Carcinoma of the stomach (CS) or stomach cancer is one of the most common forms of malignant tumors of a mankind. Men suffer from CS in 2-2.5 times oftener than women. The highest morbidity of CS is registered in Japan.
Background processes include –
- chronic atrophic gastritis especially of autoimmune origin
- chronic atrophic gastritis after resection of the stomach (chronic atrophic gastritis of the gastric stump) with intestinal metaplasia – the rate of malignant transformation (RMT) is about 30%
- hypertrophic gastropathy (Menetrier’s disease) – RMT is about 10%
- Precancerous (premalignant) changes:
- adenomatous polyps
- chronic peptic ulcer
Menetrier’s disease is characterized by abnormally thickened (giant) gastric folds with multiple growing micro polyps on their surface. The origin of the disease is not known well. Histologically the mucous layer of the folds contains a small quantity of the main and parietal cells but an increased proportion of mucus producing cells. Menetrier’s disease due to prominent cellular proliferation is considered as a premalignant lesion.

• Excerpted records
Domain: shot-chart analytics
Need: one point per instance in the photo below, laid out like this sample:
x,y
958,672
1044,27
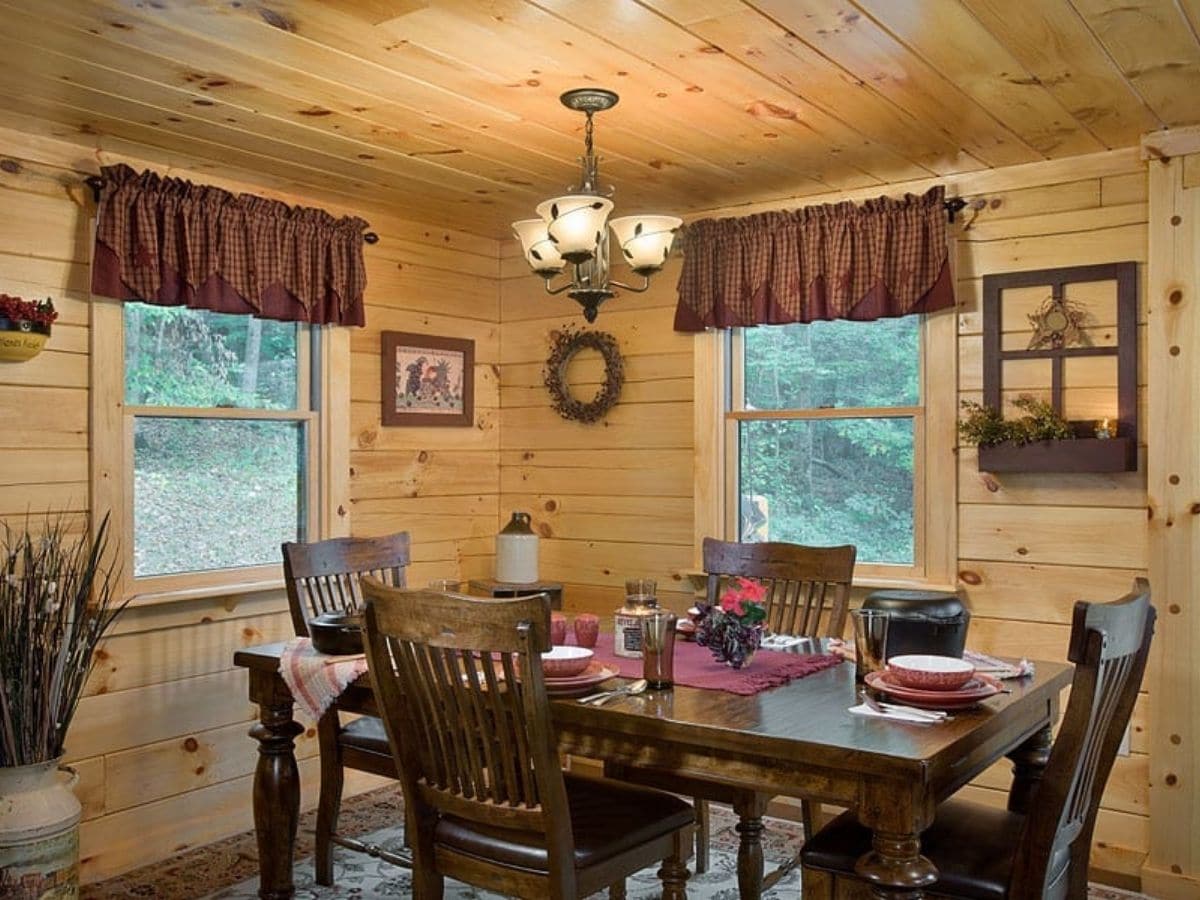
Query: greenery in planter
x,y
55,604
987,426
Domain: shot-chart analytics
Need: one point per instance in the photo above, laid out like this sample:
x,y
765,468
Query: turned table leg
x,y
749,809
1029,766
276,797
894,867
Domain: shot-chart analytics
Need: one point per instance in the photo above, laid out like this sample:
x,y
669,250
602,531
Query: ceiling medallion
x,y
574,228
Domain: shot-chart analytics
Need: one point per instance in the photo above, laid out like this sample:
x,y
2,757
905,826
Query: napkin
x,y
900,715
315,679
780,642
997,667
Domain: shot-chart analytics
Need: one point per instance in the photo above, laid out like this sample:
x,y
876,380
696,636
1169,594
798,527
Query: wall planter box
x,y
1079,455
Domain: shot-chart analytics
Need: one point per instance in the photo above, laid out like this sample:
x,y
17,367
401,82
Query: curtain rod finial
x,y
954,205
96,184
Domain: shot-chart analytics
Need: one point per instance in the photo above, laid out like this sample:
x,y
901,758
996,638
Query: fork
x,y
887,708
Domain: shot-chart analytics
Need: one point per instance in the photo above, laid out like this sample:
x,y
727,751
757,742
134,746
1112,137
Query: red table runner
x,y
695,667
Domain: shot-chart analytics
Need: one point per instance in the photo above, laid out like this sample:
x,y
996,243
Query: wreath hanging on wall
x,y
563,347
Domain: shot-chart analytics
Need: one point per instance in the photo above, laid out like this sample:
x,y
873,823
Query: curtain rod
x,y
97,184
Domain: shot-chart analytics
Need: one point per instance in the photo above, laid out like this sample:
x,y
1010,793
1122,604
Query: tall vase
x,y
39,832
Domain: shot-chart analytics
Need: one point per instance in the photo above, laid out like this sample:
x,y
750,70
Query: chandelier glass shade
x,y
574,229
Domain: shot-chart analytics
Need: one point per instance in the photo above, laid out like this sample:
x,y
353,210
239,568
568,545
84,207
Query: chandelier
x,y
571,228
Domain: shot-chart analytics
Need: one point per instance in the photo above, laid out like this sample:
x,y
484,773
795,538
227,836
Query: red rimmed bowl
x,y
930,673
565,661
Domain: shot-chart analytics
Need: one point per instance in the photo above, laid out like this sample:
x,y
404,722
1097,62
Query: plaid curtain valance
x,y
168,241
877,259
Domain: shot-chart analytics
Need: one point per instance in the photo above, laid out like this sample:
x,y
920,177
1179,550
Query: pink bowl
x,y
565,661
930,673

---

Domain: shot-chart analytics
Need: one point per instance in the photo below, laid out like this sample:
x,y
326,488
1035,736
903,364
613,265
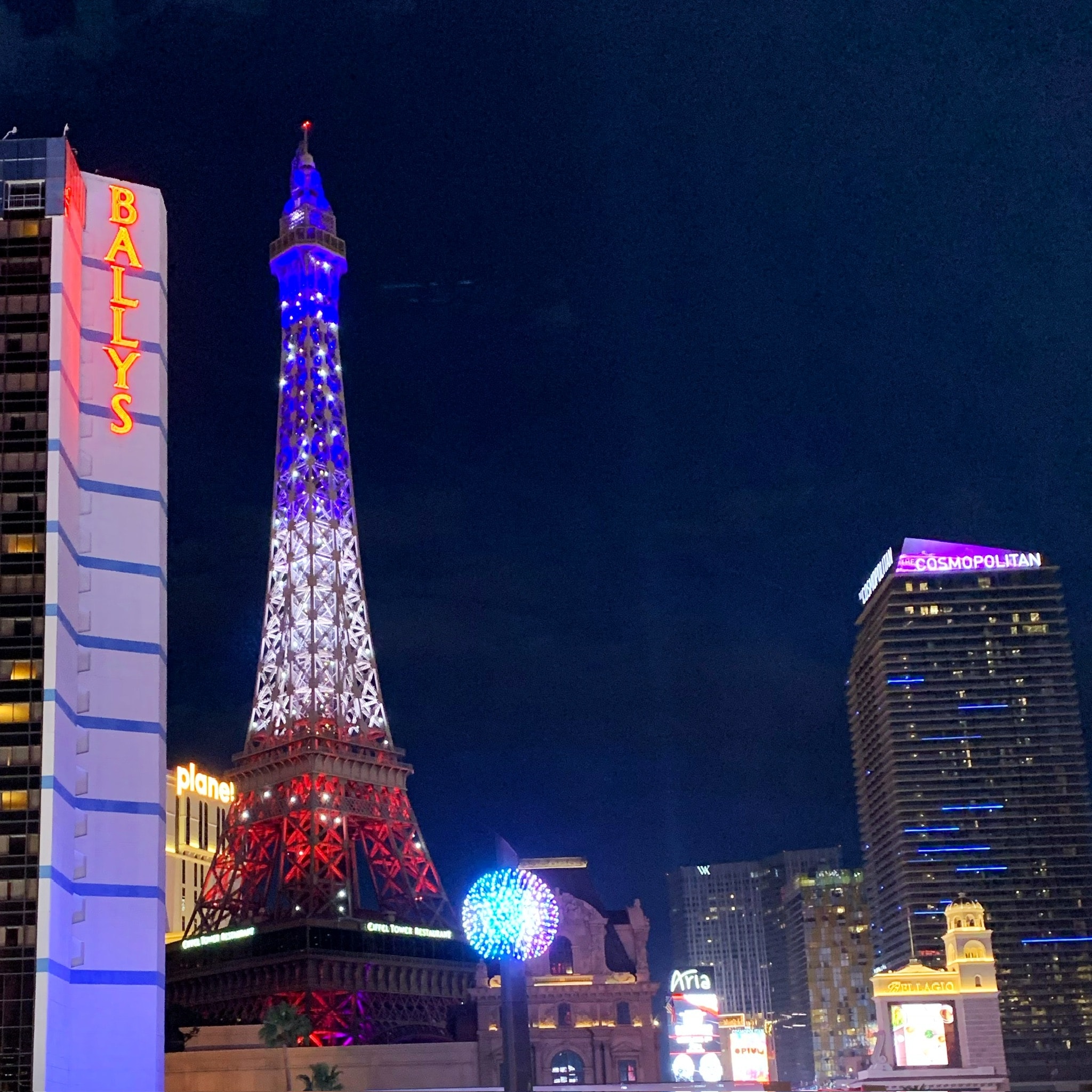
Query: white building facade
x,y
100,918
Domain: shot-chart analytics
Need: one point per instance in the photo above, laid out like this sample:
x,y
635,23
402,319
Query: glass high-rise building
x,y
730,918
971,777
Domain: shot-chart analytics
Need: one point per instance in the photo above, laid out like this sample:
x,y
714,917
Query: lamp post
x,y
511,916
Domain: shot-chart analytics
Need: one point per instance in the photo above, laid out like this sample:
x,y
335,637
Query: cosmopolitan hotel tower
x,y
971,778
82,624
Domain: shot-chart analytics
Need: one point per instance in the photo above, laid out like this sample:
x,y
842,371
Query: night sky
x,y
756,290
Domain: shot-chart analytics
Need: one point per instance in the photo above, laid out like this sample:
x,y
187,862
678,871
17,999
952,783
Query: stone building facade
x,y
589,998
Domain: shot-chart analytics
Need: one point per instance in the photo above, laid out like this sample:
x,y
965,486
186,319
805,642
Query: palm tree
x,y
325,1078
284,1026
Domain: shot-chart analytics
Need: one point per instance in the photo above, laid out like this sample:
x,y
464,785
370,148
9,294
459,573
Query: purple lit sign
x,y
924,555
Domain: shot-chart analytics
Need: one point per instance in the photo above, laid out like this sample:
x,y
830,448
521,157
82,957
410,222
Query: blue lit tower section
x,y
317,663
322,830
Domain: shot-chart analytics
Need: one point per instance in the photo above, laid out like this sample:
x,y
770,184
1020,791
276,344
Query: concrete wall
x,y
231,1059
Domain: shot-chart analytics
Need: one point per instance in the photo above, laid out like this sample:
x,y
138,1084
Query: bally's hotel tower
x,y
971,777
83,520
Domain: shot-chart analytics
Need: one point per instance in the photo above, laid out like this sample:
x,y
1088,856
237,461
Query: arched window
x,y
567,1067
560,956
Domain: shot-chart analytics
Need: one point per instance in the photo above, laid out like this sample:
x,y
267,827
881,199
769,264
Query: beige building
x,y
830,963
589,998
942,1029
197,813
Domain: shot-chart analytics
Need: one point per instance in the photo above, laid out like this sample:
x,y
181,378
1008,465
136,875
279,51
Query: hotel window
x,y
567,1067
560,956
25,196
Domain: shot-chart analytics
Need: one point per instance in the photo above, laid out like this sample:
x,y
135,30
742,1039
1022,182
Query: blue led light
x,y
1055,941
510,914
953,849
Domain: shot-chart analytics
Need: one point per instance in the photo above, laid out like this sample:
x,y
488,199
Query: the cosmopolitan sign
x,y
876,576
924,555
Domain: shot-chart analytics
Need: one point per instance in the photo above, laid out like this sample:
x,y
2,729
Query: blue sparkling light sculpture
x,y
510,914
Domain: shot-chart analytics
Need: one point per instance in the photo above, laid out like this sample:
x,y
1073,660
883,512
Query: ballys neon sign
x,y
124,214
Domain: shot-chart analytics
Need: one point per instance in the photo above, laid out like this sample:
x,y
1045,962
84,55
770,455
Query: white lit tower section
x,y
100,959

...

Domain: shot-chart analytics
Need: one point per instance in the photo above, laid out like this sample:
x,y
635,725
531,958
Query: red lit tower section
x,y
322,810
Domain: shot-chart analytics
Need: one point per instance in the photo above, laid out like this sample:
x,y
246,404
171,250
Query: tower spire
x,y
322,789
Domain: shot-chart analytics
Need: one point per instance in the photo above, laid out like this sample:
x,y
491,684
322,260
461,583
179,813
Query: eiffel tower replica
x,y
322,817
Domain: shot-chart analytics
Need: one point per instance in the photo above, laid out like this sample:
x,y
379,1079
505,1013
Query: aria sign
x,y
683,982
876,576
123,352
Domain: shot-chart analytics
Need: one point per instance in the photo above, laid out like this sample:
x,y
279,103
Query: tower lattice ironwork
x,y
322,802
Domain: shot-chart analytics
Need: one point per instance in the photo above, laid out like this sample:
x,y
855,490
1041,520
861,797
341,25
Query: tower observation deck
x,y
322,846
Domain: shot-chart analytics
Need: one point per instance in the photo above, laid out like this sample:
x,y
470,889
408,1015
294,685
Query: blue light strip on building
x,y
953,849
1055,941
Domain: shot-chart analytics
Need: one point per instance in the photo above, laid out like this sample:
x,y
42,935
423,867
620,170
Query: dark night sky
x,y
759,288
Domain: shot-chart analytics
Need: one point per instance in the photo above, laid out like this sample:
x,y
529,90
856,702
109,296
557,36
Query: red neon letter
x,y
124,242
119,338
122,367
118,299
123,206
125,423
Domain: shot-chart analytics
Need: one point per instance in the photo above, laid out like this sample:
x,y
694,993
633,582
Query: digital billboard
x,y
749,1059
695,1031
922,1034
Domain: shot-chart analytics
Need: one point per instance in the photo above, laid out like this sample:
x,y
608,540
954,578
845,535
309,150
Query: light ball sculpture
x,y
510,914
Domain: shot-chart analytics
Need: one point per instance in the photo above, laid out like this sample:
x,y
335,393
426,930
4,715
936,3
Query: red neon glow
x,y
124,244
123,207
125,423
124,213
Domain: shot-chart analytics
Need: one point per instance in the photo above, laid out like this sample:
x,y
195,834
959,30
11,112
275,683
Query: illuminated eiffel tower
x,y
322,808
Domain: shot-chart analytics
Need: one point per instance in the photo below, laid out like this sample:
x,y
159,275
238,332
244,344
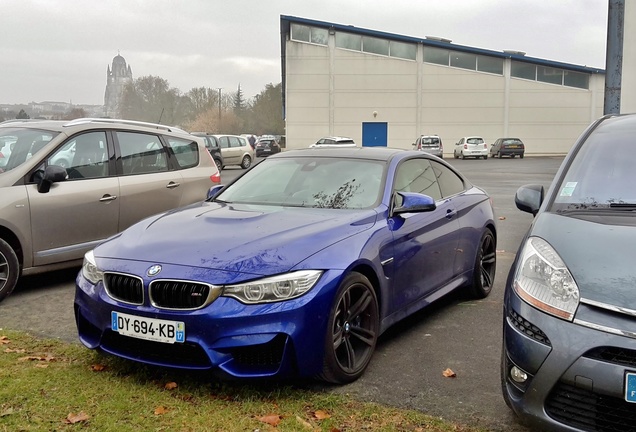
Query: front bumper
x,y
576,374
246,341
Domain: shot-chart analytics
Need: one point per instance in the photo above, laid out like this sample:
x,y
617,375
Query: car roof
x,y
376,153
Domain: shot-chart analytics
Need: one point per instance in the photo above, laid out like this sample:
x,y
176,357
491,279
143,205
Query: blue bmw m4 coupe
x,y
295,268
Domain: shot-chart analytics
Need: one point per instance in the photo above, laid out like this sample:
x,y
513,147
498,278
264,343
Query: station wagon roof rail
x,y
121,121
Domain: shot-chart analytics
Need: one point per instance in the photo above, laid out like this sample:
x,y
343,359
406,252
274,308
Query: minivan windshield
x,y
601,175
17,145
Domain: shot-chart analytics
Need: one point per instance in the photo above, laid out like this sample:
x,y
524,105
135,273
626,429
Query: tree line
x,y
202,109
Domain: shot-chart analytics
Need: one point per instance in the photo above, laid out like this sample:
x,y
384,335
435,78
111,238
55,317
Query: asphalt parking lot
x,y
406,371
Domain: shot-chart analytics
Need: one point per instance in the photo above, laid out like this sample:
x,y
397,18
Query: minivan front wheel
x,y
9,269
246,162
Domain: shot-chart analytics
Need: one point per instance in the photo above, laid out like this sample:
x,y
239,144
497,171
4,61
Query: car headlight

• Work to complete
• 1. Reproduce the stomach cancer text from "Carcinoma of the" to "registered in Japan.".
• 2. Using the stomach cancer text, answer these:
(a) In which country is the highest morbidity of stomach cancer registered?
(b) What is the rate of malignant transformation given for hypertrophic gastropathy (Menetrier's disease)?
(c) In Menetrier's disease, which cells make up an increased proportion of the mucous layer of the folds?

• Solutions to each task
• 1.
Carcinoma of the stomach (CS) or stomach cancer is one of the most common forms of malignant tumors of a mankind. Men suffer from CS in 2-2.5 times oftener than women. The highest morbidity of CS is registered in Japan.

• 2.
(a) Japan
(b) About 10%
(c) Mucus producing cells